+++ Excerpted data +++

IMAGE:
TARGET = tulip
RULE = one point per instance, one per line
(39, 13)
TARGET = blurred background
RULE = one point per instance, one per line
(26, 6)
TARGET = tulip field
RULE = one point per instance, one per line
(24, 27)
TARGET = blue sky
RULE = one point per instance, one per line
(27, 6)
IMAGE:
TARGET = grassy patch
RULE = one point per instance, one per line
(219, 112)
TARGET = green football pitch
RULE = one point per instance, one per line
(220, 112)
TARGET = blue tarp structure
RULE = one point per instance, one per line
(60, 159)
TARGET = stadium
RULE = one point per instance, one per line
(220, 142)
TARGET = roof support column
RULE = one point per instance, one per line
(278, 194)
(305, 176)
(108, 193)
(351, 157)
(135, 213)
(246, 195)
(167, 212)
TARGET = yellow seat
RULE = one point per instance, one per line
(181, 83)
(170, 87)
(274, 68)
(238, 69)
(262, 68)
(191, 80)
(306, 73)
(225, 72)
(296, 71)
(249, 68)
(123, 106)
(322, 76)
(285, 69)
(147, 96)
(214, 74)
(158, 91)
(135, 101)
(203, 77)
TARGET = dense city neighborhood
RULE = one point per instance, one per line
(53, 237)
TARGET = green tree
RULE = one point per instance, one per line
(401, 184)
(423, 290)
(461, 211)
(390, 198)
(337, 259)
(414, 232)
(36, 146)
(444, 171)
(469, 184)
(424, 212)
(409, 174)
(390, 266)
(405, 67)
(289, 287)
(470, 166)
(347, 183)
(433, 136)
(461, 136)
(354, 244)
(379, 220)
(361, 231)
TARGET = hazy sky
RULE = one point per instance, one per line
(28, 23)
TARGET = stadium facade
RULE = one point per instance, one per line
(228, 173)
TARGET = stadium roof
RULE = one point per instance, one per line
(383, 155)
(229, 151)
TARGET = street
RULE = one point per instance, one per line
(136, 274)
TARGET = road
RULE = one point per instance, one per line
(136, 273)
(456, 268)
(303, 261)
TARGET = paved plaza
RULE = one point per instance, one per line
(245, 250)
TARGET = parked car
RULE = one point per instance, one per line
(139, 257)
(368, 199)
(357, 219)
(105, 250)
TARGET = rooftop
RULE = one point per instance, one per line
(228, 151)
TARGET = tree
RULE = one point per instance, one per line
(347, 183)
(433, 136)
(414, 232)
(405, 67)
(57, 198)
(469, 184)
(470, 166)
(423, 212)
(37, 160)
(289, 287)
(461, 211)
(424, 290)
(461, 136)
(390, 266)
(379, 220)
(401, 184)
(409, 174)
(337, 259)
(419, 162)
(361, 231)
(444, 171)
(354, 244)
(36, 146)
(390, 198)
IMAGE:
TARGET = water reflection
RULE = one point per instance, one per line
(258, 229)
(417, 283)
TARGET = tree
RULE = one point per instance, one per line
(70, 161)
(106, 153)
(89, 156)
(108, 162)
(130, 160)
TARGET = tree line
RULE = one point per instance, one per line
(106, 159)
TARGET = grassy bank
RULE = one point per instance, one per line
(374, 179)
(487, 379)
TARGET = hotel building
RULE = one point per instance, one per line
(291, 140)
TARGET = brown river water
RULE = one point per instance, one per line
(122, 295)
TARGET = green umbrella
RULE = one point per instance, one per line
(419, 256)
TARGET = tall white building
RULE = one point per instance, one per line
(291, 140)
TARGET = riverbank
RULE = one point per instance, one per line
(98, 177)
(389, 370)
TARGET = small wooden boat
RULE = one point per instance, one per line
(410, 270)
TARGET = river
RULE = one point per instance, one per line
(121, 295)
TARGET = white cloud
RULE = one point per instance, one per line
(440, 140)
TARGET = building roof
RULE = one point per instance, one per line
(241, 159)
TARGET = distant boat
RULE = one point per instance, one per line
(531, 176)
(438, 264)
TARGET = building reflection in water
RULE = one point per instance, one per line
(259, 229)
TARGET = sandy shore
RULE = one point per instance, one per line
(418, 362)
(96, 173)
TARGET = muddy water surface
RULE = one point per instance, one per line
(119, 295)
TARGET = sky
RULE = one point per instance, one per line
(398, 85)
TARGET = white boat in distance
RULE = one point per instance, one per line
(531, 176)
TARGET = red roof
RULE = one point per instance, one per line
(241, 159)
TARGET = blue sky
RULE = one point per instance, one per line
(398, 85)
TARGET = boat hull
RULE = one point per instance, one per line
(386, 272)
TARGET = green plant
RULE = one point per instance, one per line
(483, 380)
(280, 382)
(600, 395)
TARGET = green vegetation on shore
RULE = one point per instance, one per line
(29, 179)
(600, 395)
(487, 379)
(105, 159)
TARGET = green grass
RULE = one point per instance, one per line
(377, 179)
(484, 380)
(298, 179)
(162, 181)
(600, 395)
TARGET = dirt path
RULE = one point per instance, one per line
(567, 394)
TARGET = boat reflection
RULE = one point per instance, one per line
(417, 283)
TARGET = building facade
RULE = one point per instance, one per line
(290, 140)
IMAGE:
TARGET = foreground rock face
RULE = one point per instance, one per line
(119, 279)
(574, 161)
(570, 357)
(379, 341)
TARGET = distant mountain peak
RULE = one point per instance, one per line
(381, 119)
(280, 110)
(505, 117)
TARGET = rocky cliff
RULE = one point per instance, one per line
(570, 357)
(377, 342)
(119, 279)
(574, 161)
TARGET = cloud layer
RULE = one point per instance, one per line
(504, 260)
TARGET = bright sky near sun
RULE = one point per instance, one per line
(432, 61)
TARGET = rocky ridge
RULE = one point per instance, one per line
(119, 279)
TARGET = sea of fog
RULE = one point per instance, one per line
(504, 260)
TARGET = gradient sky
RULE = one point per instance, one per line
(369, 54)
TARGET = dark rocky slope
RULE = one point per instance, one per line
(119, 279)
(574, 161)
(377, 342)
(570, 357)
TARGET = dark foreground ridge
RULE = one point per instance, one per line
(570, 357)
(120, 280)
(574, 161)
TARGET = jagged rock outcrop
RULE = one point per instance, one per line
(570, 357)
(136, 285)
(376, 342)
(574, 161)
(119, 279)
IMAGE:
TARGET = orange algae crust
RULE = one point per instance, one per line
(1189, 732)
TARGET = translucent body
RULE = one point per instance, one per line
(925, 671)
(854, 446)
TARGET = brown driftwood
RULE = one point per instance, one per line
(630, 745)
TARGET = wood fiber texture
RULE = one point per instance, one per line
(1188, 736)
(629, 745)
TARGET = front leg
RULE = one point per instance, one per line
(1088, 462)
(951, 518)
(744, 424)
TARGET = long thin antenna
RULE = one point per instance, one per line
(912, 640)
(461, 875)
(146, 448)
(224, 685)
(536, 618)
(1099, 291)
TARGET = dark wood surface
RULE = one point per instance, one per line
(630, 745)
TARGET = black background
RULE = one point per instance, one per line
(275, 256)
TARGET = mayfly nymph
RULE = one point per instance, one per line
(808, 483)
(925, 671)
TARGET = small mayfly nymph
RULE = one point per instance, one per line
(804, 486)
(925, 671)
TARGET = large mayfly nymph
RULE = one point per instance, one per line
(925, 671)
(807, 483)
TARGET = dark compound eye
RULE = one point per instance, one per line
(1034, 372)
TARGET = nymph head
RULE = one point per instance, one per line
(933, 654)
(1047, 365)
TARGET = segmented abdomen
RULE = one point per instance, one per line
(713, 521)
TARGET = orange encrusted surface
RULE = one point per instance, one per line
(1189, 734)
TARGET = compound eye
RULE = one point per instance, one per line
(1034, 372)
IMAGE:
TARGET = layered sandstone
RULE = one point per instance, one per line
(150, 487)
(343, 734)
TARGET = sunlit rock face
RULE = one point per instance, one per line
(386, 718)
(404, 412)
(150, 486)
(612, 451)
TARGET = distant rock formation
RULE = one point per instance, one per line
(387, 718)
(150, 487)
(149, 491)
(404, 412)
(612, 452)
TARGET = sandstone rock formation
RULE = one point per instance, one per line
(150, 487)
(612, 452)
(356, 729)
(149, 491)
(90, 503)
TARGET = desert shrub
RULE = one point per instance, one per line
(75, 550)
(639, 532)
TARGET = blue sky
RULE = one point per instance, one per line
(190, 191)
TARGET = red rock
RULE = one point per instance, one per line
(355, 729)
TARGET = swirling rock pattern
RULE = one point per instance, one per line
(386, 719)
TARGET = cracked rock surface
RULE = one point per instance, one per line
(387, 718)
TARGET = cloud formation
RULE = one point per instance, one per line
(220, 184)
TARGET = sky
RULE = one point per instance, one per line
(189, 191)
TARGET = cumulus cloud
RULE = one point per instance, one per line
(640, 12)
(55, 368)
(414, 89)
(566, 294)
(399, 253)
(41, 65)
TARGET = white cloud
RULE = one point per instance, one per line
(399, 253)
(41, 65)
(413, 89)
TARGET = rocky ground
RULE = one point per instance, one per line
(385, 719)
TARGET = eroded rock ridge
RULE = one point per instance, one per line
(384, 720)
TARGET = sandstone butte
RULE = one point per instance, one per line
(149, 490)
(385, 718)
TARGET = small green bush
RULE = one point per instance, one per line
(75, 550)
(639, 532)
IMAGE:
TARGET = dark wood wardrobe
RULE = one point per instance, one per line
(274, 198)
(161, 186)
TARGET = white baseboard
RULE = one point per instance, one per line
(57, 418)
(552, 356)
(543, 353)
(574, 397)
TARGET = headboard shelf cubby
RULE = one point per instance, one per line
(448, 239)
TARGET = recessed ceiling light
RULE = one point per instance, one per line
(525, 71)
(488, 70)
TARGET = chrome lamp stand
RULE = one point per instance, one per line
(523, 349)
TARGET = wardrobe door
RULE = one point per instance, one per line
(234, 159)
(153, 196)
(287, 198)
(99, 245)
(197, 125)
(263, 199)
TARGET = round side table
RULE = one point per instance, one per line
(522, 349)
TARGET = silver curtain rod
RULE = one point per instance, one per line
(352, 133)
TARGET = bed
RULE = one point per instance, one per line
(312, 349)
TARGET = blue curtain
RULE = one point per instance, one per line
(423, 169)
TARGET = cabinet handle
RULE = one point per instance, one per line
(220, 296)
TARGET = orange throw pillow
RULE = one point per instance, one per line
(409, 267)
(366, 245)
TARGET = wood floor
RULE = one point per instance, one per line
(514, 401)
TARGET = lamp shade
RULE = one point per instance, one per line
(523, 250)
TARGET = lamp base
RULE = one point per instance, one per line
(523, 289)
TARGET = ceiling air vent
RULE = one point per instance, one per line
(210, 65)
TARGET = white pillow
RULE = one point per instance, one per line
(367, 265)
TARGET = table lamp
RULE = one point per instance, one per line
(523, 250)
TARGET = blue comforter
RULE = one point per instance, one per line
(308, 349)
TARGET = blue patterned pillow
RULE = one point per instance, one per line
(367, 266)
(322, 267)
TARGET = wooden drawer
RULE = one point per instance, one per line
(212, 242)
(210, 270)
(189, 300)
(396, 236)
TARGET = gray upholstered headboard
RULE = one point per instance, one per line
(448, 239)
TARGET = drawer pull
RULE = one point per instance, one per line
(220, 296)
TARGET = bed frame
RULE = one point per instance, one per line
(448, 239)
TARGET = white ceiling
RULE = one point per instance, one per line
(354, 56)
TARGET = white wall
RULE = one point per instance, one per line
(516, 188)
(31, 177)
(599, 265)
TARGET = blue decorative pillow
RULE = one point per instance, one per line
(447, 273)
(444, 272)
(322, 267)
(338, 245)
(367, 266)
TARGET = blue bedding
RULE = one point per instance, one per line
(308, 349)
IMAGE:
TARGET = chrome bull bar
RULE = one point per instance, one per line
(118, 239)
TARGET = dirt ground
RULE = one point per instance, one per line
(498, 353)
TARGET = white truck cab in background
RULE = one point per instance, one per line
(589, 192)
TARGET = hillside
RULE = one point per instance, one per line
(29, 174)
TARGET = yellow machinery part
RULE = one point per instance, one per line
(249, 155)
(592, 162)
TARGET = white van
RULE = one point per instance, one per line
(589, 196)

+++

▶ [Description of the task]
Please copy every line of the material that contains the word "stadium".

▶ [Solution to this task]
TARGET = stadium
TARGET = stadium facade
TARGET = stadium roof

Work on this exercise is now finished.